Depuis sa fondation en 1548 par le capitaine Don Alonso de Mendoza, Nuestra Señora de La Paz a
tout d'abord connu une croissance démographique lente jusqu'à la fin de la première moitié du
vingtième siècle. C'est surtout à partir de 1953, suite à la Réforme Agraire, qu'elle s'est accélérée.
En 1985, la crise de l'étain a engendré un autre courant migratoire d'importance qui est venu
accroître sa population. En 1992, l'aggloméra1ion compte 1 118 900 habitants selon l'INE (Institut
National de Statistiques). Elle demeure avec Quito la seule métropole altiplanique dépassant le
million d'individus.
En 1988, l'agglomération se sépare en deux municipalités autonomes, La Paz et El Alto. Cette
dernière située sur l'Altiplano à 4000 mètres d'altitude, n'était, il y a 50 ans, qu'une simple annexe
agricole de La Paz et regroupait environ 10 000 personnes (Baby,1995). En 1992, 405 000
habitants y vivent dans des conditions climatiques particulièrement rudes. La ville basse, se localise
quant à elle, dans le fond d'une dépression (la Cuenca) creusée par érosion régressive par le Rio
Choqueyapu, et correspond au site initial de La Paz. Elle est séparée de la ville haute par un talus
de plus de 400 mètres de dénivelé.

EXTRAITS DES ENTRÉES —
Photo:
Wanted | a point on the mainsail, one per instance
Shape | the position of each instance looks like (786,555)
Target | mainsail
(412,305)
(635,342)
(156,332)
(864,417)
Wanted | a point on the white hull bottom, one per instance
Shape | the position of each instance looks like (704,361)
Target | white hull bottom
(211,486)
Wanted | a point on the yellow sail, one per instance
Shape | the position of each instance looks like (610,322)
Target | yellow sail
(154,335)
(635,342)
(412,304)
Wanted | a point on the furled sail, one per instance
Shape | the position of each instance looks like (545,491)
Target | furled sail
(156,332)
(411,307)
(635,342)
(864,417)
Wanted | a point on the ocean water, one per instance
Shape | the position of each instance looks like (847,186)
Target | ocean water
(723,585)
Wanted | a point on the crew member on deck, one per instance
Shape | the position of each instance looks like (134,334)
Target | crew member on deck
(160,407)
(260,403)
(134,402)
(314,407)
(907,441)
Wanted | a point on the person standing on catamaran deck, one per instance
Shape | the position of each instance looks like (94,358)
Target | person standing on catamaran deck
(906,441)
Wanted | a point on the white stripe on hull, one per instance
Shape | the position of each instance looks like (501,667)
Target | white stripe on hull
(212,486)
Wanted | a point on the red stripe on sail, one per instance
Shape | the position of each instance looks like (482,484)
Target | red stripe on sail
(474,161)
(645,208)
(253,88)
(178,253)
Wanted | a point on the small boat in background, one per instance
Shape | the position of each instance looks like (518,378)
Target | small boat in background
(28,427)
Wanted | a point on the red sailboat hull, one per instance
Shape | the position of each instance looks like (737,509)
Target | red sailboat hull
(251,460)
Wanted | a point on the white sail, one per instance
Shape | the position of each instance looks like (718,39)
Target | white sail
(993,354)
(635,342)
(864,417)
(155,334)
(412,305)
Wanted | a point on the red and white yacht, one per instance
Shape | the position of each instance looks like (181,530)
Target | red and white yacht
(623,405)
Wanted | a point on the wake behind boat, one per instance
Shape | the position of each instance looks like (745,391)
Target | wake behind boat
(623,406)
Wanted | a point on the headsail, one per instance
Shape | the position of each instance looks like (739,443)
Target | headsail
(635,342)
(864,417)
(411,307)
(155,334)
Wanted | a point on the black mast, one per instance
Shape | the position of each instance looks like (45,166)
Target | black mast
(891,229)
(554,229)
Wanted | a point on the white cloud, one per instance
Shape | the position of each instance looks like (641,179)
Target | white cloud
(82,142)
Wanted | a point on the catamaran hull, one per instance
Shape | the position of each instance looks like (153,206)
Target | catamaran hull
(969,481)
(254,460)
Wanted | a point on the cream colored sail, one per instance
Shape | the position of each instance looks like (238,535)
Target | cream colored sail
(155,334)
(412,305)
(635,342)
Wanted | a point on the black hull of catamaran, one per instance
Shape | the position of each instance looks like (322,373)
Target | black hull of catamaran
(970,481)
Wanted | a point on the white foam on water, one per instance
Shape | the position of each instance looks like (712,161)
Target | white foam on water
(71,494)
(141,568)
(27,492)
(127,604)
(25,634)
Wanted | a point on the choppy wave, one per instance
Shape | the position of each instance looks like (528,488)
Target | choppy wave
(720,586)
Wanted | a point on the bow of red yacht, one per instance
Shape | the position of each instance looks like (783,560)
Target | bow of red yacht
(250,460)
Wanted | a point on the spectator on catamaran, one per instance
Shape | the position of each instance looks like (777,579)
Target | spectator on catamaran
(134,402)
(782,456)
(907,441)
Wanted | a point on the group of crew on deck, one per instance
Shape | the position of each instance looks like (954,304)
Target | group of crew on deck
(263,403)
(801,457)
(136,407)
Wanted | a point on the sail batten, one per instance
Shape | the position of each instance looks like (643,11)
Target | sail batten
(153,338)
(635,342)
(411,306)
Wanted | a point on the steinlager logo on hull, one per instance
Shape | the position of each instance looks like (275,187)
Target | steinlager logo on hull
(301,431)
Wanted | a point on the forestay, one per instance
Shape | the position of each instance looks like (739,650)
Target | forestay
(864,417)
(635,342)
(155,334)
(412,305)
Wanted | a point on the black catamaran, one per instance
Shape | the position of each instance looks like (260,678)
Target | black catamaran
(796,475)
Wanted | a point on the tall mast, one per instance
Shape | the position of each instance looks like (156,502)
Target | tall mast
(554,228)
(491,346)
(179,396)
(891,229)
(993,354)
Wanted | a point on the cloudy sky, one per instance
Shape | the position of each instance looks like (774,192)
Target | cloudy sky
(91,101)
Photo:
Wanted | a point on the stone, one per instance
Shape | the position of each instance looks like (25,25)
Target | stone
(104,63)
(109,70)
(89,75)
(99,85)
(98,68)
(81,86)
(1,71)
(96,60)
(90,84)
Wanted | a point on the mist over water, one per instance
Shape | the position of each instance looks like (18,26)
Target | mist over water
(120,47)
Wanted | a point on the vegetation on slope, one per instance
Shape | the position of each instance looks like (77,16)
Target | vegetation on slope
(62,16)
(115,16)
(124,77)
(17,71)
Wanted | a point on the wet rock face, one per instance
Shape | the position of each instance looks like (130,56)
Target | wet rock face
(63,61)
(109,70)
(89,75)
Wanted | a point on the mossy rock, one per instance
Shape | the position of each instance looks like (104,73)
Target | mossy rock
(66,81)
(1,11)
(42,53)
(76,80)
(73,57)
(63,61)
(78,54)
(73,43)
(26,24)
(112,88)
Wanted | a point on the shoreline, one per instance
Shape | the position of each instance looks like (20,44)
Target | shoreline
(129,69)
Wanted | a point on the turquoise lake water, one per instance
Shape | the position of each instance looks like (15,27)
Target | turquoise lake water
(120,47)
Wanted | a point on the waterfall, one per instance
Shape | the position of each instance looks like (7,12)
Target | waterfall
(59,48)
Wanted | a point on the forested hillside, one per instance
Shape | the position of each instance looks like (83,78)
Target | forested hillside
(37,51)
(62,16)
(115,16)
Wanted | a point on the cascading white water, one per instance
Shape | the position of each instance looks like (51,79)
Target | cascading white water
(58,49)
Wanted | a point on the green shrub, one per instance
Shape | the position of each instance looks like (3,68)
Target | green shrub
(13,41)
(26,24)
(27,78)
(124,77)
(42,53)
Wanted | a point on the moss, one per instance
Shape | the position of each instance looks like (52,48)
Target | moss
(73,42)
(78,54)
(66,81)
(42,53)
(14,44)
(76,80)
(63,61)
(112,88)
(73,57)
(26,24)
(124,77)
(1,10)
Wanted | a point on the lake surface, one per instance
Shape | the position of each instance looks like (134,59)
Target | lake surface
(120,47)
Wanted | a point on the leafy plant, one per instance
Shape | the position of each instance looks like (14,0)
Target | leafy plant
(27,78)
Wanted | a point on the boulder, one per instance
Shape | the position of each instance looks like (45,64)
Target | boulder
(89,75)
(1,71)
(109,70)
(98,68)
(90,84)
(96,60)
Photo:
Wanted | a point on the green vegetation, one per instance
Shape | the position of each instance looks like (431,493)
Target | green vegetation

==

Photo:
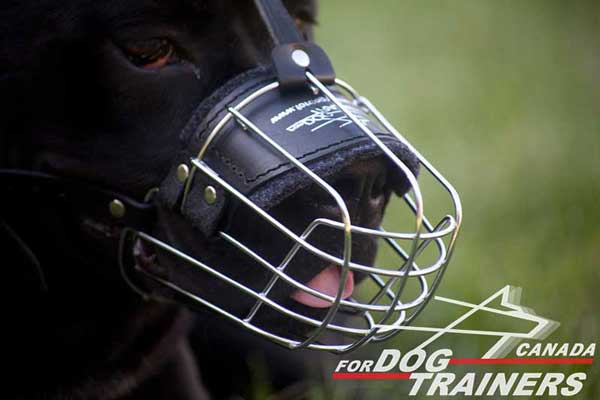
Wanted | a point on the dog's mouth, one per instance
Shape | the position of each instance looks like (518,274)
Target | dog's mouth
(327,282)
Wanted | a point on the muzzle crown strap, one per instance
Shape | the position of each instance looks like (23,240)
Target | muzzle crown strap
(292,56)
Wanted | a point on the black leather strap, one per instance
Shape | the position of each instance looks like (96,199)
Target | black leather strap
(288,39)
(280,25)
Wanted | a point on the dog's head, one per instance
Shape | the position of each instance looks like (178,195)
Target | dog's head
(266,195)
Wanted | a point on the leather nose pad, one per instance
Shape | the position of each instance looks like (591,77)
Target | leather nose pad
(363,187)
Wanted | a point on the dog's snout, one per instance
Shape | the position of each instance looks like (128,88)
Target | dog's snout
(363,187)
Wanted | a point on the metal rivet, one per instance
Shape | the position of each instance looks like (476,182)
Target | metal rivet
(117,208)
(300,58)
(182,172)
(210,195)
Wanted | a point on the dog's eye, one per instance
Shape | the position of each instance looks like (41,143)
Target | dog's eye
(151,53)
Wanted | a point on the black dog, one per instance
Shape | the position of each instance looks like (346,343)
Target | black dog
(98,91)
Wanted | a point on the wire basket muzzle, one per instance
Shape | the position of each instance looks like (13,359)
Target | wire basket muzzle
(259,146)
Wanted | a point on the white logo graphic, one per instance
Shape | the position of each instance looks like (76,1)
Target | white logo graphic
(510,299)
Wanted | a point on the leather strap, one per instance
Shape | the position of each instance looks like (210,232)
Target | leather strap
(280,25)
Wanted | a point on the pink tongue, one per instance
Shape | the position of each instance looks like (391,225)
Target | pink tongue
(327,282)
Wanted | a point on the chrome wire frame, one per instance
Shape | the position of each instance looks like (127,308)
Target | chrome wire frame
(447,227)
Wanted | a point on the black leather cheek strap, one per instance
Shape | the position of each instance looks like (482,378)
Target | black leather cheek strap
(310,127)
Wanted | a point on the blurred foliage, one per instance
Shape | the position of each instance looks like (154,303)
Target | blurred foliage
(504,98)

CONSIGNE —
Pouvez-vous reproduire à l'identique tout le passage du texte retenu qui va de « Depuis sa fondation » jusqu'à « million d'individus. » ? Les entrées n'ont aucun lien avec le texte retenu.

RÉPONSE —
Depuis sa fondation en 1548 par le capitaine Don Alonso de Mendoza, Nuestra Señora de La Paz a
tout d'abord connu une croissance démographique lente jusqu'à la fin de la première moitié du
vingtième siècle. C'est surtout à partir de 1953, suite à la Réforme Agraire, qu'elle s'est accélérée.
En 1985, la crise de l'étain a engendré un autre courant migratoire d'importance qui est venu
accroître sa population. En 1992, l'aggloméra1ion compte 1 118 900 habitants selon l'INE (Institut
National de Statistiques). Elle demeure avec Quito la seule métropole altiplanique dépassant le
million d'individus.